Pointing dataset records:

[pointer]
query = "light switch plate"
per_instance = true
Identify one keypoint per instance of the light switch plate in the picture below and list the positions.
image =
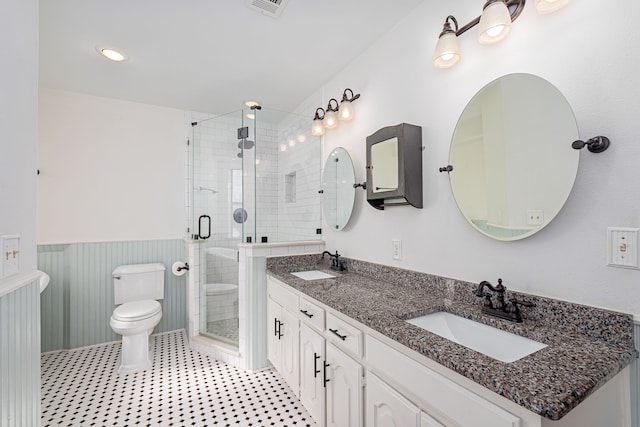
(622, 247)
(10, 252)
(397, 249)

§ What this task involves:
Copy out every line of the records above, including the requests, with each answer coordinate shifted by -64. Leave the pictures out.

§ The result:
[pointer]
query = "light switch plate"
per_instance = true
Identify one keypoint per instance of the light switch plate in the picture below and list the positions.
image =
(558, 183)
(-54, 188)
(333, 185)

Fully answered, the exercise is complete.